→ Directions: Check each line of the entries for "tree" and report the ones that have it.

----------

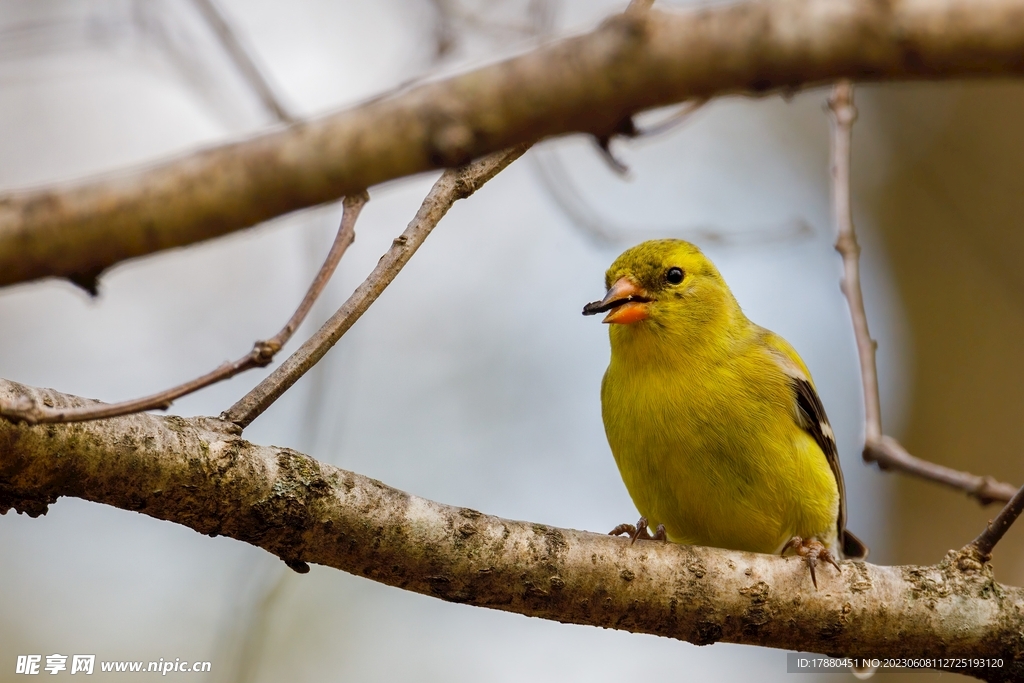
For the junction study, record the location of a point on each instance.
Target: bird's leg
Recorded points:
(640, 531)
(811, 550)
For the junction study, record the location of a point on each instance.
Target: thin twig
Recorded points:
(993, 531)
(453, 185)
(243, 60)
(677, 118)
(27, 410)
(880, 449)
(889, 455)
(639, 5)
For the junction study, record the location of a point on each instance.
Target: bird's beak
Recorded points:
(626, 303)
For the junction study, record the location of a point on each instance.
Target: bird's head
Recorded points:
(667, 285)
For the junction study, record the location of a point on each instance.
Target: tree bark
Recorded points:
(200, 473)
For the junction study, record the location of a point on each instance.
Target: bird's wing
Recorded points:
(810, 415)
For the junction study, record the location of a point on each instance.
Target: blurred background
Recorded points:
(489, 400)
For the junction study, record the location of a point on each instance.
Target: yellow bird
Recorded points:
(714, 421)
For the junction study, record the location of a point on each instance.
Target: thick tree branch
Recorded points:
(200, 473)
(591, 83)
(452, 186)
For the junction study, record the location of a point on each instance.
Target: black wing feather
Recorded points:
(814, 421)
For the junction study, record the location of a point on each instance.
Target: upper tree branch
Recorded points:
(452, 186)
(591, 83)
(199, 473)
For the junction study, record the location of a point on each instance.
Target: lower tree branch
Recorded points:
(199, 472)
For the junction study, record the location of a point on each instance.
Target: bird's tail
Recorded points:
(853, 548)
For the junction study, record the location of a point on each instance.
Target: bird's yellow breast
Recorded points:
(707, 442)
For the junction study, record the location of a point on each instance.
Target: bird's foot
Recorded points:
(811, 550)
(640, 531)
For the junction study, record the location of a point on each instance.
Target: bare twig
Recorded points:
(243, 60)
(880, 449)
(199, 472)
(995, 528)
(844, 114)
(588, 83)
(453, 185)
(27, 410)
(675, 119)
(889, 455)
(639, 5)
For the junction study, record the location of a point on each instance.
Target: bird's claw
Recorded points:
(811, 550)
(640, 530)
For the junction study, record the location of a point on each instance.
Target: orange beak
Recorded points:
(626, 303)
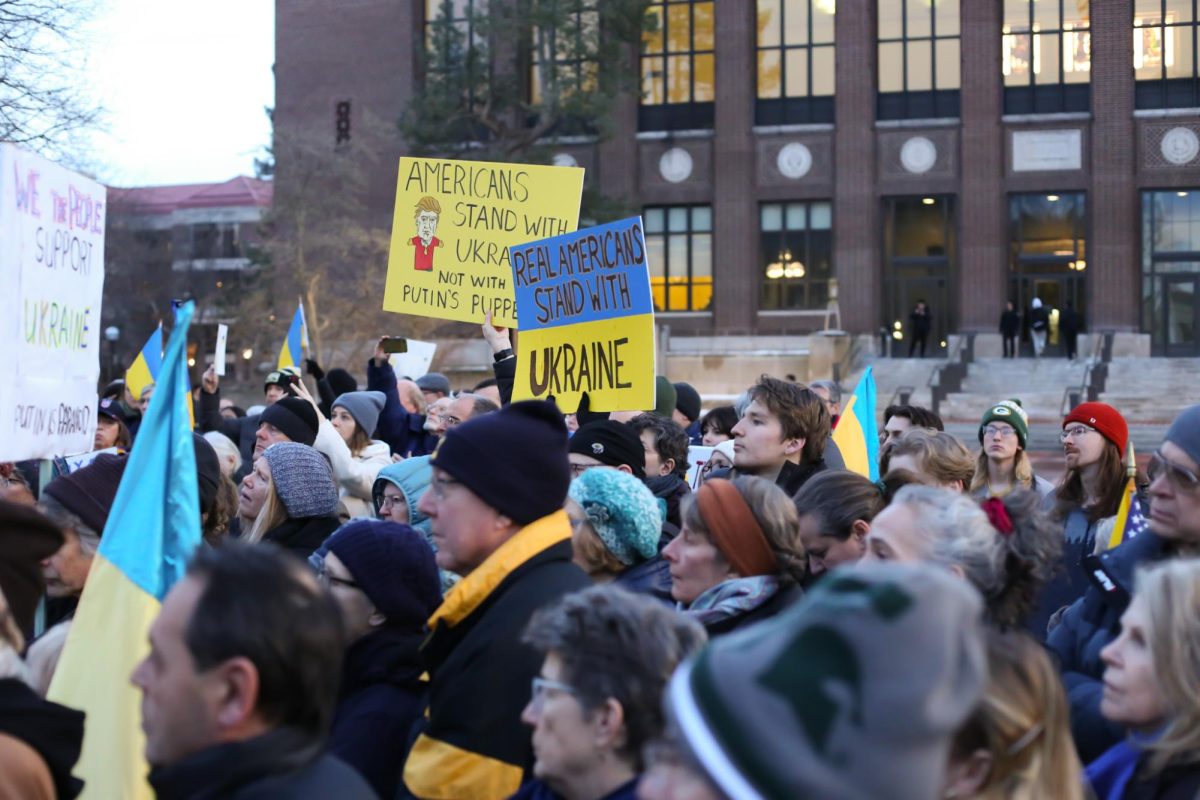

----------

→ Answer:
Target: tree bark
Target: thick tree branch
Target: upper tree branch
Target: lower tree branch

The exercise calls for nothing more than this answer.